• **Texto da página**:
____________

64.      Do mesmo modo, no que respeita ao acórdão Prunus e Polonium, cuja questão principal era relativa ao âmbito de aplicação pessoal do artigo 64.°, n.° 1, CE, a saber, se um país e território ultramarino de um Estado-Membro, em relação a outro Estado-Membro, devia ser considerado como um país terceiro, na aceção desta disposição, o processo era relativo à cobrança de um imposto sobre a propriedade de imóveis que, no caso, eram objeto de uma exploração económica através da sociedade de direito francês Prunus, a qual se tinha tornado um instrumento para a realização de um investimento direto imobiliário pelas suas sociedades-mãe, estabelecidas nas ilhas Virgens britânicas (39). Em minha opinião, foi à luz destas circunstâncias que o Tribunal de Justiça pôde concluir, aliás sem fundamentar de maneira específica o seu acórdão quanto ao âmbito de aplicação material do artigo 64.°, n.° 1, TFUE, que as restrições resultantes do imposto controvertido eram admitidas, em relação aos países e territórios ultramarinos, ao abrigo desta disposição (40).

65.      Pelo conjunto das considerações precedentes, considero que a legislação alemã em causa no processo principal, que rege o tratamento fiscal de uma sucessão entre nacionais de países terceiros cujo objeto é um bem imobiliário situado no território alemão, não preenche a condição material prevista no artigo 57.°, n.° 1, CE.

66.      Nestas condições, importa verificar se tal legislação pode contudo ser justificada por razões imperiosas de interesse geral.

D —    Quanto à justificação da restrição ao abrigo das razões imperiosas de interesse geral

67.      O Governo alemão sustenta que a regulamentação em causa no processo principal responde tanto à preservação da coerência fiscal como à necessidade de assegurar a eficácia dos controlos fiscais.

68.      No que respeita ao primeiro fundamento de justificação que alega, o Governo alemão recorda que, enquanto no regime da sujeição parcial, a vantagem do valor tributável reduzido é compensada pelo inconveniente de uma isenção reduzida, no regime da sujeição integral, a vantagem de uma isenção superior é compensada pelo inconveniente de um valor tributável mais amplo. O acórdão Mattner, já referido, não dizia nada diferente. Com efeito, os factos que deram lugar a este acórdão apresentavam-se de outro modo, pois, no caso de uma transmissão por via de doação, que, regra geral, incide apenas sobre um único bem, as diferenças entre os regimes de sujeição parcial e integral ao imposto não se fazem sentir.

69.      Esta argumentação não é convincente.

70.      Embora seja certo que a salvaguarda da coerência fiscal foi reconhecida pelo Tribunal de Justiça como sendo suscetível de justificar uma restrição à livre circulação de capitais (41), a admissibilidade deste fundamento de justificação está subordinada à existência de um nexo direto entre a vantagem fiscal em causa e a compensação dessa vantagem pela liquidação de um determinado imposto (42).

____________

Excerto de um conjunto de dados:
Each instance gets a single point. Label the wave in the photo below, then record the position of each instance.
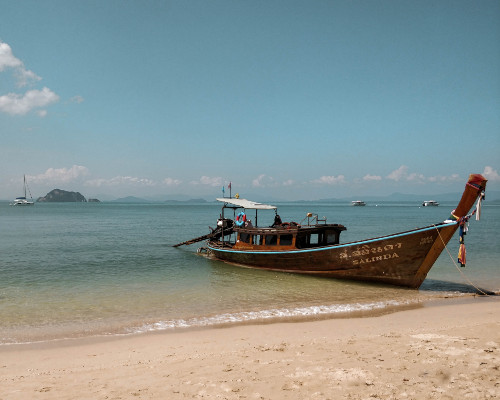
(275, 315)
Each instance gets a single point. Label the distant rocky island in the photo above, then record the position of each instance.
(63, 196)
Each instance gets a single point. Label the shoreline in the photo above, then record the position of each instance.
(444, 349)
(224, 321)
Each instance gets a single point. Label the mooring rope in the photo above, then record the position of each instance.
(456, 266)
(466, 218)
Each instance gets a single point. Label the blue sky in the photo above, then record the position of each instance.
(285, 99)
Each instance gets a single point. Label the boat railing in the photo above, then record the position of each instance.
(312, 219)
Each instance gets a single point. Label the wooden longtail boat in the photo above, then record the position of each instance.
(313, 247)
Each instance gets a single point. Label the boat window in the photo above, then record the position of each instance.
(315, 239)
(332, 238)
(286, 240)
(302, 241)
(271, 240)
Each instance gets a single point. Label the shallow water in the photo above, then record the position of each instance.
(83, 269)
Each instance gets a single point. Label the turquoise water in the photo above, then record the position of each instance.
(85, 269)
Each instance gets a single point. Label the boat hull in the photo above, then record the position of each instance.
(402, 259)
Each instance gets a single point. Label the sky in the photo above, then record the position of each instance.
(284, 99)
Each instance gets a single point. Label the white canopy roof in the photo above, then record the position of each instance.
(246, 204)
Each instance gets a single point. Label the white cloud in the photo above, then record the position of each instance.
(415, 177)
(8, 60)
(120, 180)
(491, 174)
(77, 99)
(263, 180)
(60, 175)
(399, 174)
(210, 181)
(21, 104)
(444, 179)
(171, 182)
(369, 177)
(330, 180)
(16, 104)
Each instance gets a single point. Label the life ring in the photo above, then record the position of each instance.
(241, 218)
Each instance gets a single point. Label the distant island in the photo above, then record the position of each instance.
(63, 196)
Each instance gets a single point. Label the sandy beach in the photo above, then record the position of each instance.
(449, 350)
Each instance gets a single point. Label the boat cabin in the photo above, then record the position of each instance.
(309, 233)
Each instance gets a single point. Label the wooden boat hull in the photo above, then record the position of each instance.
(402, 259)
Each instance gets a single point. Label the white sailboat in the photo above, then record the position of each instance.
(22, 201)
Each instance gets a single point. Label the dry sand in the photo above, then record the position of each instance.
(449, 351)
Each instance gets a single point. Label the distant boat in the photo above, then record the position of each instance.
(22, 201)
(313, 247)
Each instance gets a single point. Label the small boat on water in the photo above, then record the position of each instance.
(22, 200)
(313, 246)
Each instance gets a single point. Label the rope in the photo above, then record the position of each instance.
(456, 266)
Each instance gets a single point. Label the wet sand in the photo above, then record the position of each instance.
(448, 350)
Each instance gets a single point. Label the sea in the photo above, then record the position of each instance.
(73, 270)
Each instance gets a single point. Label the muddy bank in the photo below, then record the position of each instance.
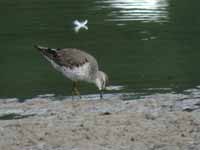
(113, 124)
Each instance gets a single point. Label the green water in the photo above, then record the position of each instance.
(138, 43)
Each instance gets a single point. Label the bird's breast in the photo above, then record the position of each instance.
(75, 73)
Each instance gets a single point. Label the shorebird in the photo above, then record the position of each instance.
(77, 65)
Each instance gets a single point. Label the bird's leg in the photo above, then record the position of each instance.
(101, 94)
(73, 89)
(76, 90)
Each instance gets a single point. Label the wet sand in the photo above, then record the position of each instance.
(146, 124)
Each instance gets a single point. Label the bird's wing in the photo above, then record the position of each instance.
(71, 57)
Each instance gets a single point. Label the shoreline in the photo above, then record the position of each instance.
(144, 124)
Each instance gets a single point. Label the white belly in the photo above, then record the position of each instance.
(77, 73)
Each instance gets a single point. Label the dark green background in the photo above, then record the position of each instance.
(126, 49)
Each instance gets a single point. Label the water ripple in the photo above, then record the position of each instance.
(136, 10)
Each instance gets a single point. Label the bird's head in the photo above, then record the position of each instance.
(101, 81)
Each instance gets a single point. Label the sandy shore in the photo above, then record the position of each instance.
(43, 124)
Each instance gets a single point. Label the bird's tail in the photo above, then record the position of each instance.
(46, 51)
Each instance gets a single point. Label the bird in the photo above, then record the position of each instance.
(77, 65)
(80, 24)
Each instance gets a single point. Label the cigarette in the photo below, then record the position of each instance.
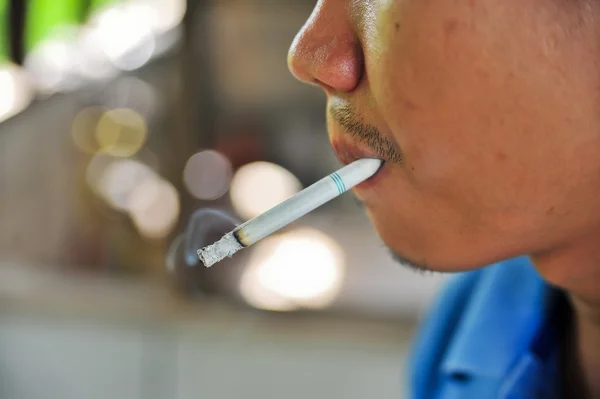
(290, 210)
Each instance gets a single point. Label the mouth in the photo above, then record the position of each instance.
(348, 152)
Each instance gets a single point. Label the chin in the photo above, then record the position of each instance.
(438, 251)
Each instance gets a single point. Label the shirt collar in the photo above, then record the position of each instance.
(506, 313)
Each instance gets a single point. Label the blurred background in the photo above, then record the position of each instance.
(133, 132)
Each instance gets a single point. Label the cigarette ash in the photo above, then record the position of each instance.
(226, 247)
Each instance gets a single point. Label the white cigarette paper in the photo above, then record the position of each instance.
(290, 210)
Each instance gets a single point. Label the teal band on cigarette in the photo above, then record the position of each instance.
(44, 17)
(4, 37)
(338, 182)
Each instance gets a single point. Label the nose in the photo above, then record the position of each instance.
(326, 51)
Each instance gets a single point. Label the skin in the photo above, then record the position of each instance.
(487, 113)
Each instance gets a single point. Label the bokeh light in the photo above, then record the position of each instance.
(167, 14)
(53, 63)
(124, 33)
(299, 269)
(154, 208)
(207, 175)
(16, 90)
(121, 132)
(259, 186)
(119, 180)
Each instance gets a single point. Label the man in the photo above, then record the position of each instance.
(487, 114)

____________

• **O que se pede**: Consegue reproduzir o trecho do texto sobre a tributação das sucessões que começa em "68.      No que respeita" e segue até "se fazem sentir.", mudando "doação" para "sucessão"? Os itens não têm qualquer relação com o texto sobre a tributação das sucessões.

• **Resolução da tarefa**:
68.      No que respeita ao primeiro fundamento de justificação que alega, o Governo alemão recorda que, enquanto no regime da sujeição parcial, a vantagem do valor tributável reduzido é compensada pelo inconveniente de uma isenção reduzida, no regime da sujeição integral, a vantagem de uma isenção superior é compensada pelo inconveniente de um valor tributável mais amplo. O acórdão Mattner, já referido, não dizia nada diferente. Com efeito, os factos que deram lugar a este acórdão apresentavam-se de outro modo, pois, no caso de uma transmissão por via de sucessão, que, regra geral, incide apenas sobre um único bem, as diferenças entre os regimes de sujeição parcial e integral ao imposto não se fazem sentir.